• [Opdracht 1] Orden de regels van de vermeldingen als genummerde lijst, zonder lege regels. Neem alleen het stuk vanaf de regel met "the green tent" tot en met de regel met "[(598, 400), (918, 508)]".

• [Pagina]
==*==
Van Ruth is gezegd dat zij bleef op het veld van
Boaz. “..ga niet oplezen in een ander veld”. (Ruth2:8)
Trouw
is een van de belangrijkste eigenschappen van een dienaar of
dienstmaagd van de Heer. Bovendien is trouw een vrucht van de Geest,
Gal.5:22 en dus een vrucht welke we mogen verwachten als iemand echt
wederom geboren is. Als we de Heer willen dienen, God vraagt iets meer
van ons dan wanneer we niets doen. Welk offer willen we nog brengen aan
de Heer en wat is ons te veel. Het is goed om over deze dingen na te
denken. Maria van Bethanië heeft dat gedaan in Joh.12, ze
vroeg zich af, “waarmee kan ik de Heer tonen dat ik Hem
werkelijk dankbaar ben”.
En toen kwam ze bij die kostbare kruik met nardus olie. Kostbaarder had
ze niet in huis en ze aarzelde geen moment en dacht, dit moet het zijn,
hiermee kan ik mijn liefde aan Jezus laten zien. Ze verbrak de kruik en
de olie stroomde over de Heer, ze gaf Hem alles. Trouw komt voort uit
liefde en echte liefde is bereid tot offers. Ruth bleef op het veld van
Boaz, God wil niet dat we van de ene naar de andere gemeente zwerven,
maar dat we bereid zijn om te offeren en trouw te zijn.
Ruth´s
getrouwheid werd beloond, ze mocht eten van de tafel van de maaiers. Er
is een tafel waarvan dienstknechten van God eten. Ze ontvangen het
brood, zoals de discipelen in Matth.14:19 om uit te delen.
Ruth 2: 15-23
Ruth leerde Boaz kennen.
15 Toen
zij was opgestaan om op te lezen, beval Boaz zijn knechten aldus: Ook
tussen de schoven mag zij oplezen en maakt haar niet beschaamd;
16 veeleer
moet gij opzettelijk iets voor haar uit de bundels trekken en het laten
liggen, opdat zij het opleze; vaart niet ruw tegen haar uit.
==*==
• [Opdracht 2]
Stemmen de volgende beweringen overeen met de tekst over Ruth? Antwoord per bewering met ja of nee en citeer letterlijk de woorden uit de tekst die de doorslag geven.
(a) Trouw wordt een vrucht van de Geest genoemd.
(b) Maria van Bethanië verbrak een kruik met wijn.
(c) Boaz verbood zijn knechten om Ruth tussen de schoven te laten oplezen.
==*==
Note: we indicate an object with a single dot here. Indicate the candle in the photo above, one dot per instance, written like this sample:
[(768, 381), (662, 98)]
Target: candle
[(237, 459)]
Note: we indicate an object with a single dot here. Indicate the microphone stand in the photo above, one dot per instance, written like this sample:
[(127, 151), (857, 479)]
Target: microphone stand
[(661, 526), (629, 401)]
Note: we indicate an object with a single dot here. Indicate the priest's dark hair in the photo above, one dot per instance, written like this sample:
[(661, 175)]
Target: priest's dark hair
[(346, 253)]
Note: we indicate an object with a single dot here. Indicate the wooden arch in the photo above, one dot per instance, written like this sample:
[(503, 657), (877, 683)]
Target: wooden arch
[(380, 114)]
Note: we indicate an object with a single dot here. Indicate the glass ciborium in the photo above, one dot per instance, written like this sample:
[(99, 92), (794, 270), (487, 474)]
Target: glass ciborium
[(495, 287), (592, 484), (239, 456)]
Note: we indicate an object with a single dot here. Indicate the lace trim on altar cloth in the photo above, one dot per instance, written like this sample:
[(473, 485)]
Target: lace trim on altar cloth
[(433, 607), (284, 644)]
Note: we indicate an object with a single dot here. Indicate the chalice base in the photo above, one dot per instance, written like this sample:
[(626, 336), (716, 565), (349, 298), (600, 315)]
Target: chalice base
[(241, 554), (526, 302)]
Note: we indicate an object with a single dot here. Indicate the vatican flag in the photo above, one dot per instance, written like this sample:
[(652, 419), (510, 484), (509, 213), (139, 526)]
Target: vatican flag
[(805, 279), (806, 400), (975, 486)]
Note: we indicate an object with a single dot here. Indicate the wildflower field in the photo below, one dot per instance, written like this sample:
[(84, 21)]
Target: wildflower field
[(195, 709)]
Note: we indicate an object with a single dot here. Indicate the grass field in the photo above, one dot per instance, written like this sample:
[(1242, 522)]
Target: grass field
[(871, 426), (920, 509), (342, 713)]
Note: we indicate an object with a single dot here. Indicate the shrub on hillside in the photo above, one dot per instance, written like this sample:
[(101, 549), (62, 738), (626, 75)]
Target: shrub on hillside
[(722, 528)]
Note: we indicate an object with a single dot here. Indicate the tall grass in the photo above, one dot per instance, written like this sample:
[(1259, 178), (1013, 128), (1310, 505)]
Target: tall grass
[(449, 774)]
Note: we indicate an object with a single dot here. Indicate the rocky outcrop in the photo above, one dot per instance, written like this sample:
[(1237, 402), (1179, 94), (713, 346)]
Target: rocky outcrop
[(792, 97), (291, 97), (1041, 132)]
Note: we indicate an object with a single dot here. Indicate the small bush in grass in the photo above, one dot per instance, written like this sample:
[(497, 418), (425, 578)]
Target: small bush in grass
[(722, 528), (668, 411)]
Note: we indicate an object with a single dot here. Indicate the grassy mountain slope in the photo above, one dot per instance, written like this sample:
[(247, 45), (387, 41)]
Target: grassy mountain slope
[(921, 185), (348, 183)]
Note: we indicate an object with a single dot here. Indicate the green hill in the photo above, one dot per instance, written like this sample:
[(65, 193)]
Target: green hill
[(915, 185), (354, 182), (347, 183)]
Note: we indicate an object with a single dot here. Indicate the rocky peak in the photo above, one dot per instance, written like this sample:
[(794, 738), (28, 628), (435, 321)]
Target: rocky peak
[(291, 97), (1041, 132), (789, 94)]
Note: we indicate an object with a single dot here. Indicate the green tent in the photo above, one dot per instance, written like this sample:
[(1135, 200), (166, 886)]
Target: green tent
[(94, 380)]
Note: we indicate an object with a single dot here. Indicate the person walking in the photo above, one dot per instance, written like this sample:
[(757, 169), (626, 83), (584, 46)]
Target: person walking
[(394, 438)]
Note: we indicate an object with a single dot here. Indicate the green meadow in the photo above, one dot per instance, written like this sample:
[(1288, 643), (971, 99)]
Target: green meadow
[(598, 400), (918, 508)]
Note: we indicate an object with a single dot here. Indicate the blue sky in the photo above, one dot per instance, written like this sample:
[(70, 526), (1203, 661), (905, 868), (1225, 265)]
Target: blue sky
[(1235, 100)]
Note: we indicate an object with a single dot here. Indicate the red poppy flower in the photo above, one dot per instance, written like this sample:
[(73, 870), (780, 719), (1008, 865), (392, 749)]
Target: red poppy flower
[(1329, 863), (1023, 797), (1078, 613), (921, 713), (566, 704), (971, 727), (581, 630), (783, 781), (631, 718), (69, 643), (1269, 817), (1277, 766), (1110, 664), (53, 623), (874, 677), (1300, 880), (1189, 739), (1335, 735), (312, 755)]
==*==
• [Verwachte uitvoer 1]
1. Note: we indicate an object with a single dot here. Indicate the green tent in the photo above, one dot per instance, written like this sample:
2. [(1135, 200), (166, 886)]
3. Target: green tent
4. [(94, 380)]
5. Note: we indicate an object with a single dot here. Indicate the person walking in the photo above, one dot per instance, written like this sample:
6. [(757, 169), (626, 83), (584, 46)]
7. Target: person walking
8. [(394, 438)]
9. Note: we indicate an object with a single dot here. Indicate the green meadow in the photo above, one dot per instance, written like this sample:
10. [(1288, 643), (971, 99)]
11. Target: green meadow
12. [(598, 400), (918, 508)]

• [Verwachte uitvoer 2]
(a) Ja: "Bovendien is trouw een vrucht van de Geest"
(b) Nee: "die kostbare kruik met nardus olie"
(c) Nee: "Ook tussen de schoven mag zij oplezen en maakt haar niet beschaamd"